Referring expression pointing data:
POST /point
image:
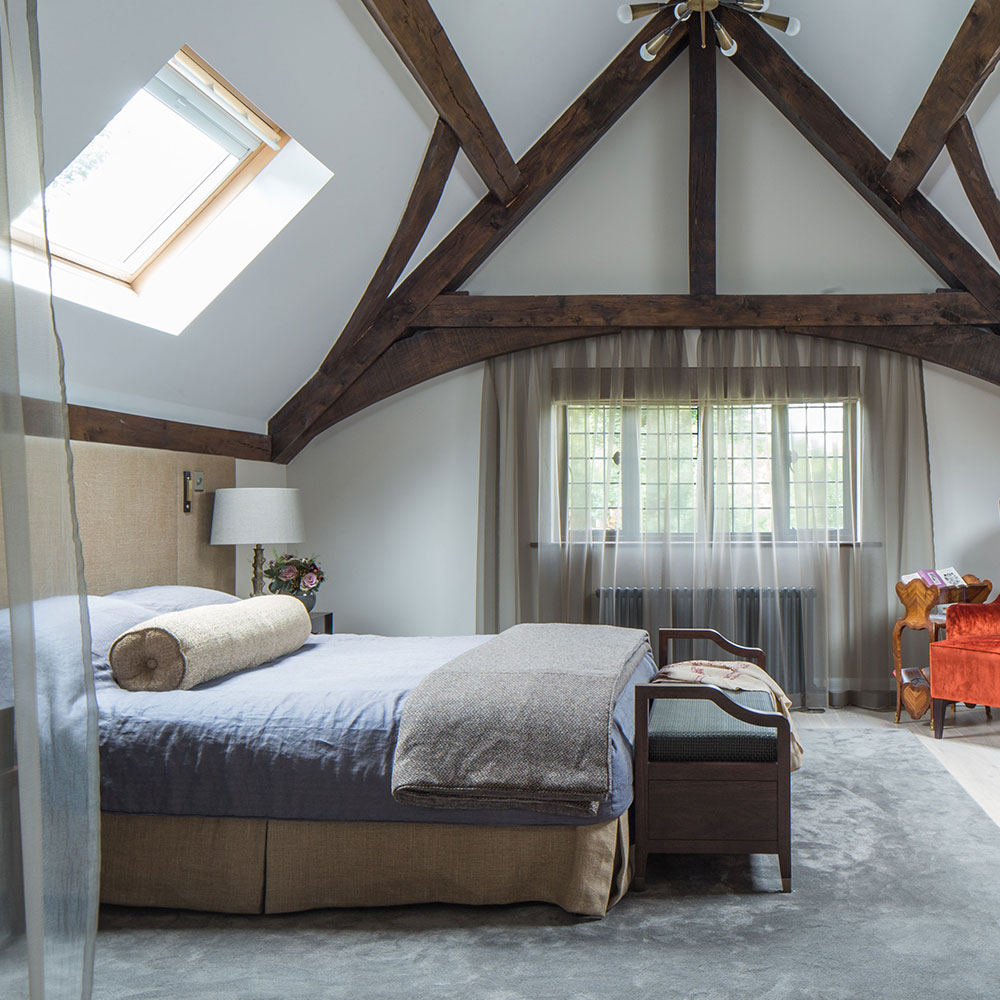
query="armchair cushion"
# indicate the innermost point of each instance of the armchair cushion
(973, 619)
(966, 669)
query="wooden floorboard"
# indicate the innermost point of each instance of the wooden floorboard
(970, 748)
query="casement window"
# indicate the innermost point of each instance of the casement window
(183, 146)
(776, 471)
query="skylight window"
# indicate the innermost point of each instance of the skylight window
(183, 143)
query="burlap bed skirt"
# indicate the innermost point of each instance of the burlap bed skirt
(279, 866)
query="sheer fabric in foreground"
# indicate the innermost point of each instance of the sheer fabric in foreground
(48, 726)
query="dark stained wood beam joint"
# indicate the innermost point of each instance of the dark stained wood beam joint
(595, 311)
(416, 34)
(702, 151)
(860, 162)
(472, 241)
(965, 155)
(427, 189)
(965, 68)
(86, 423)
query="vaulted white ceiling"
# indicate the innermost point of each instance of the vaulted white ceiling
(325, 73)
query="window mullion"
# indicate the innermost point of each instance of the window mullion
(781, 464)
(631, 479)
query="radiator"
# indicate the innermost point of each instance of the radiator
(779, 620)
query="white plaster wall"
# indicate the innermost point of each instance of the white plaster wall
(963, 414)
(391, 506)
(266, 474)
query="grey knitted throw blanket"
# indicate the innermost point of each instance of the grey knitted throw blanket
(522, 722)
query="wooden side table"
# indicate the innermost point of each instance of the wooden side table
(322, 622)
(919, 601)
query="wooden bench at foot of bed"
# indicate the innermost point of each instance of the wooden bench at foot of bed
(235, 865)
(710, 781)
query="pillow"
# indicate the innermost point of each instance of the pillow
(184, 648)
(171, 597)
(109, 617)
(57, 624)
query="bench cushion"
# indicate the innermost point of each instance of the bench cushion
(698, 730)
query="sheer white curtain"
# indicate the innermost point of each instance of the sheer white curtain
(49, 788)
(771, 487)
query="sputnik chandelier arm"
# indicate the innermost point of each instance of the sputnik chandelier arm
(705, 9)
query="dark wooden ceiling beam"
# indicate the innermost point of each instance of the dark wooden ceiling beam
(965, 68)
(461, 252)
(431, 179)
(860, 162)
(416, 34)
(88, 423)
(923, 309)
(965, 155)
(430, 353)
(702, 147)
(966, 349)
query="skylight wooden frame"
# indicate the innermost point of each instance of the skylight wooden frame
(198, 219)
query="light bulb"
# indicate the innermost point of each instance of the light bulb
(653, 46)
(726, 42)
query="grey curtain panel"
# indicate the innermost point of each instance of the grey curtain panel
(769, 486)
(49, 787)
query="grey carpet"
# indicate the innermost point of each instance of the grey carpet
(894, 870)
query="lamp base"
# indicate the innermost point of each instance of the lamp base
(257, 580)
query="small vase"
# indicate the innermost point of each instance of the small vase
(309, 600)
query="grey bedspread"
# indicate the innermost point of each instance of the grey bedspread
(308, 737)
(524, 721)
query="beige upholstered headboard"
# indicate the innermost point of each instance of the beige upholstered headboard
(133, 529)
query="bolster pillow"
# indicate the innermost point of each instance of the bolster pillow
(183, 648)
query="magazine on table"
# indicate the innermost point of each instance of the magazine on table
(947, 577)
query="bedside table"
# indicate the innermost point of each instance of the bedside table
(322, 622)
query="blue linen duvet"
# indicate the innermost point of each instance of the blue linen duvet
(307, 737)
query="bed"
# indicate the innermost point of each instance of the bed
(269, 790)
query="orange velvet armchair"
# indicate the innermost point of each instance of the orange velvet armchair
(966, 665)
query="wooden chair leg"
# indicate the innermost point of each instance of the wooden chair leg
(785, 864)
(639, 876)
(939, 706)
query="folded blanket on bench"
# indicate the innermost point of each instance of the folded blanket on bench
(522, 722)
(735, 675)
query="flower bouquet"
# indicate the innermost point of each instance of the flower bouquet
(295, 575)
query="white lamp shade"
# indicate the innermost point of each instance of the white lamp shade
(257, 516)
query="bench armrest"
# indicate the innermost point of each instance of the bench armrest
(646, 693)
(751, 653)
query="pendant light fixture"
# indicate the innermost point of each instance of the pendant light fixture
(705, 9)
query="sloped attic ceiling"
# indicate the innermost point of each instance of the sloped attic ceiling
(326, 74)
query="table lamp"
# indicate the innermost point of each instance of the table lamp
(257, 516)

◆ Work order ◆
Could you print all the entries exactly as they stand, with the pictures left out?

◆ Answer box ◆
POST /point
image:
query="armchair cushion"
# indicate the innermost point of each instance of the armchair cushion
(973, 619)
(966, 669)
query="wooden floorboard"
# indicate the innermost point of each instance of the wooden floorboard
(970, 748)
query="casement window"
# indicate the innermost point of each instance of the casement window
(183, 146)
(776, 471)
query="skylight window"
# indicate the innermost point of each instance of the skylight window
(183, 143)
query="burlap bed skirt"
# indicate the innermost point of each instance of the burlap bed skirt
(279, 866)
query="sheer fabric in foreground"
# indicate the innermost point of each instance of the sheer fabric in foreground
(48, 726)
query="dark stained wood beam joint"
# indicate the innermost point of each instance of the dark stained wood beam joint
(595, 311)
(416, 34)
(702, 151)
(860, 162)
(472, 241)
(965, 155)
(427, 189)
(965, 68)
(86, 423)
query="vaulted white ceiling"
# indicate the innermost point of each instance of the vaulted white ceiling
(325, 73)
query="window mullion"
# indicate the innermost point of each instance of the window mullion
(781, 464)
(631, 479)
query="radiator"
# indicate the innermost point of each instance of the radiator
(779, 620)
query="white plaster wall"
# indicate the innermost point of each instance of the white plaster wall
(963, 414)
(391, 506)
(266, 474)
query="grey knitted throw blanket"
# indicate the innermost point of each instance of the grey knitted throw blanket
(522, 722)
query="wooden side table"
# indicate the innermost point of each instance of the wooden side table
(322, 622)
(919, 601)
query="wooden bench at foot of bed"
# indicate the innermost point of each instance of the wooden bench at foot of bed
(235, 865)
(710, 781)
query="pillow"
# indicate the innermost point of each instance of the pillow
(184, 648)
(171, 597)
(109, 617)
(57, 624)
query="bench cushion"
# indicate the innermost point of each instance of the bench cushion
(698, 730)
query="sheer white curtain"
# indicate the innermost point of each instance of the sheer white curtain
(49, 788)
(771, 487)
query="sputnik chandelier arm"
# indicate the innermost point of each instance of the sputnik chandelier arm
(705, 9)
query="dark wooden ceiling beam"
# indicate the innermost point of each instance of the dark wooden ceiling beam
(965, 68)
(461, 252)
(431, 179)
(860, 162)
(416, 34)
(88, 423)
(923, 309)
(965, 155)
(430, 353)
(702, 147)
(966, 349)
query="skylight wooden frame"
# indicate the innermost point of each instance of the skylight wooden frame
(198, 219)
query="light bulb"
# indicate the innermost point of each instance of the light bulb
(653, 46)
(726, 42)
query="grey curtain panel"
# indicate the innermost point of each instance of the grey curtain panel
(769, 486)
(49, 787)
query="grey carpet"
# indicate the innermost point of each instance of the grey carpet
(894, 870)
query="lamp base"
# indicate the innermost point of each instance of the lamp base
(257, 580)
query="small vase"
# indicate the innermost point of each instance of the small vase
(309, 600)
query="grey bedspread"
# indicate the innermost point of each instance of the grey bedspread
(308, 737)
(524, 721)
query="beige upholstered headboard"
# indicate the innermost point of each instance of the beige upholstered headboard
(133, 529)
query="bolster pillow"
# indicate the innermost point of each instance of the bolster pillow
(183, 648)
query="magazine on table"
# indicate the innermost point of each instance of the magazine on table
(947, 577)
query="bedside table"
# indicate the innermost point of each instance of the bedside table
(322, 622)
query="blue linen duvet"
# indicate the innermost point of each instance of the blue linen duvet
(307, 737)
query="bed"
# indicate the innermost point of each instance of the bed
(269, 790)
query="orange velvet armchair"
# indicate the innermost point of each instance of the orange velvet armchair
(966, 665)
query="wooden chair leg"
# indicate the innermost point of each instance of the wooden chair leg
(785, 864)
(639, 876)
(939, 706)
query="folded blanket on bench"
# indicate the innermost point of each instance of the folded blanket on bench
(522, 722)
(735, 675)
query="flower bouquet"
# indicate the innermost point of each instance of the flower bouquet
(295, 575)
query="white lamp shade"
# indicate the innermost point of each instance of the white lamp shade
(257, 516)
query="bench armrest"
# indicate the innermost point of each instance of the bench armrest
(646, 693)
(751, 653)
query="pendant light fixture"
# indicate the innermost point of each instance of the pendant light fixture
(705, 9)
query="sloped attic ceiling"
# indicate the innermost point of each instance of the sloped attic ceiling
(326, 74)
query="table lamp"
# indicate the innermost point of each instance of the table lamp
(257, 516)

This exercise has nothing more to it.